PROBLEM DESCRIPTION: Reproduce the forum thread on non-commutative groups word for word, from its title to the final line.

DOCUMENT SEGMENT:
********
# On the properties of non-commutative groups

## Homework Statement

Let $$[G,+,0]$$ be a non-abelian group with a binary operation $$+$$ and a zero element $$0$$.

To prove that if both the zero element and the inverse element act on the same side, then they both act the other way around, that is:
If $$\forall a \in G$$,
$$a + 0 = a$$,
and
$$a + (-a) = 0$$,
then it can be proven that
$$0 + a = a$$
and
$$(-a)+ a = 0$$.

## Homework Equations

This is not really homework, it is just something that has been bothering me. The doubt in question arises because certain books (like Herstein's Modern Algebra) define groups as structures in which both the inverse and the zero element act on both sides, regardless of if the group is commutative or not. On this subject my linear algebra professor said that having the zero and the inverse act on the same side is equivalent to having them act on both, since the latter can be proven from the former, hence my question.

## The Attempt at a Solution

I have been trying to do what is stated in section 1, but I only end up concluding tautologies like 0=0 or so.

(By the way, I can't get the latex command support thing we have in here do display { and })

## The Attempt at a Solution

HallsofIvy
Remember: $$-(a+b)=-b+(-a)$$ $$\forall a,b \in G$$
********
Coordinate annotation items:
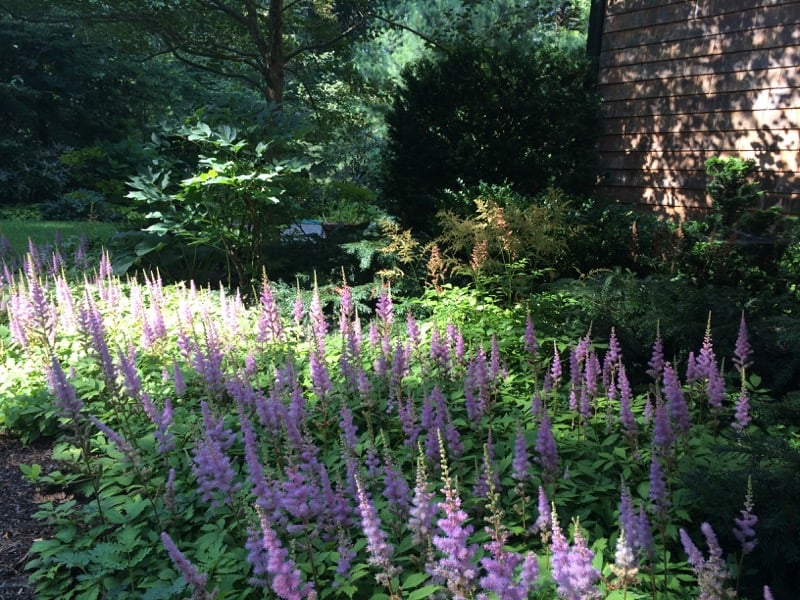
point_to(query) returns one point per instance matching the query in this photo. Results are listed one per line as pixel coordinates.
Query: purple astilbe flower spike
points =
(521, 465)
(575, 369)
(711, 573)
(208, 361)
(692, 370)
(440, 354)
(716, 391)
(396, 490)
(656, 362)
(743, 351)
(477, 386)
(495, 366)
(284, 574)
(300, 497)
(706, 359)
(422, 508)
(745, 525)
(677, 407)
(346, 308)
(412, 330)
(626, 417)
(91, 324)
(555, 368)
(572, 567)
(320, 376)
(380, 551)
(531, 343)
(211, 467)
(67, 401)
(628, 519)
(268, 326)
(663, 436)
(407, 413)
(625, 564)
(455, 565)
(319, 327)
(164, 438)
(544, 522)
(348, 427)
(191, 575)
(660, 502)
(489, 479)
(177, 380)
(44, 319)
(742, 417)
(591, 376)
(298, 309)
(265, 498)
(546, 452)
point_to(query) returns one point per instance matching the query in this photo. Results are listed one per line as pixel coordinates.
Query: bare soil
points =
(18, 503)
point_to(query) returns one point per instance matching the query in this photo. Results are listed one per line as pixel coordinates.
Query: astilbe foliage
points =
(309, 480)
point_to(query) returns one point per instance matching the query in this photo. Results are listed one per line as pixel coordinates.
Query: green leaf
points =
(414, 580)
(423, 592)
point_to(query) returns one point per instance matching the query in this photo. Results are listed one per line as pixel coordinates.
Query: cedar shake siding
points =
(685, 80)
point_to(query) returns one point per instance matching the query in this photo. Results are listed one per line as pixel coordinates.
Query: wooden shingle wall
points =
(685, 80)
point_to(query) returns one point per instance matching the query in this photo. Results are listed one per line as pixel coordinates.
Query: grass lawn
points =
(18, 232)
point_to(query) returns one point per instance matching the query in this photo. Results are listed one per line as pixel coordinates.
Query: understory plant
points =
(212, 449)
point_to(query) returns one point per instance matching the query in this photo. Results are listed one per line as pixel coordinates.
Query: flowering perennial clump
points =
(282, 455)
********
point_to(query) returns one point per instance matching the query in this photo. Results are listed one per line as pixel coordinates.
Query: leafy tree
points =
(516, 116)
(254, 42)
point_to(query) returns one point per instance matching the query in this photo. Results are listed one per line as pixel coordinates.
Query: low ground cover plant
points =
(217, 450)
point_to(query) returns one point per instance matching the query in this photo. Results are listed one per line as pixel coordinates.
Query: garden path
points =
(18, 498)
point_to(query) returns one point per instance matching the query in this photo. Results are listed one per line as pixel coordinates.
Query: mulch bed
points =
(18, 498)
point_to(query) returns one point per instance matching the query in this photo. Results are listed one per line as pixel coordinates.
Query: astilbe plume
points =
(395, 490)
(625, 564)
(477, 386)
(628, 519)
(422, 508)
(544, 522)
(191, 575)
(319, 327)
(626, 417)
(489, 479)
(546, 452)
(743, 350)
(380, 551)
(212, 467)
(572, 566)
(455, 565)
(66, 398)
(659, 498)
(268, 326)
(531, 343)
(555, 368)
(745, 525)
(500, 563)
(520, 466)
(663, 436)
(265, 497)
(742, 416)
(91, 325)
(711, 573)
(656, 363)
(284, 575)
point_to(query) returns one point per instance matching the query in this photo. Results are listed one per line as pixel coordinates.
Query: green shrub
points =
********
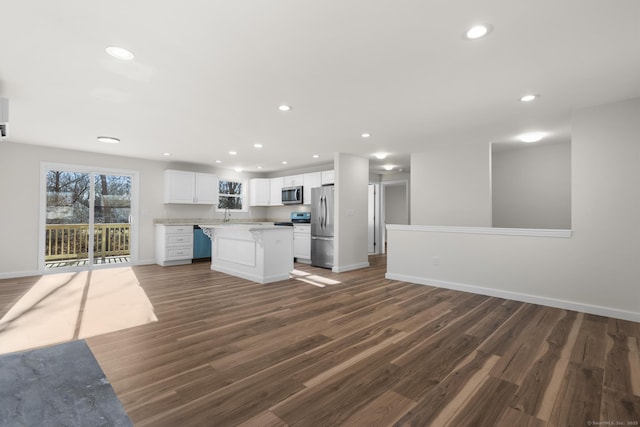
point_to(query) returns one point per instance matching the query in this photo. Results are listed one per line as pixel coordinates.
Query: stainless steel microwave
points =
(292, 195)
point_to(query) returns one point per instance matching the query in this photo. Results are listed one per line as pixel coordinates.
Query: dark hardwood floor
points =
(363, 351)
********
THE OUTPUT:
# On the properties of non-commutative groups

## Homework Statement

Let $$[G,+,0]$$ be a non-abelian group with a binary operation $$+$$ and a zero element $$0$$.

To prove that if both the zero element and the inverse element act on the same side, then they both act the other way around, that is:
If $$\forall a \in G$$,
$$a + 0 = a$$,
and
$$a + (-a) = 0$$,
then it can be proven that
$$0 + a = a$$
and
$$(-a)+ a = 0$$.

## Homework Equations

This is not really homework, it is just something that has been bothering me. The doubt in question arises because certain books (like Herstein's Modern Algebra) define groups as structures in which both the inverse and the zero element act on both sides, regardless of if the group is commutative or not. On this subject my linear algebra professor said that having the zero and the inverse act on the same side is equivalent to having them act on both, since the latter can be proven from the former, hence my question.

## The Attempt at a Solution

I have been trying to do what is stated in section 1, but I only end up concluding tautologies like 0=0 or so.

(By the way, I can't get the latex command support thing we have in here do display { and })

## The Attempt at a Solution

HallsofIvy
Remember: $$-(a+b)=-b+(-a)$$ $$\forall a,b \in G$$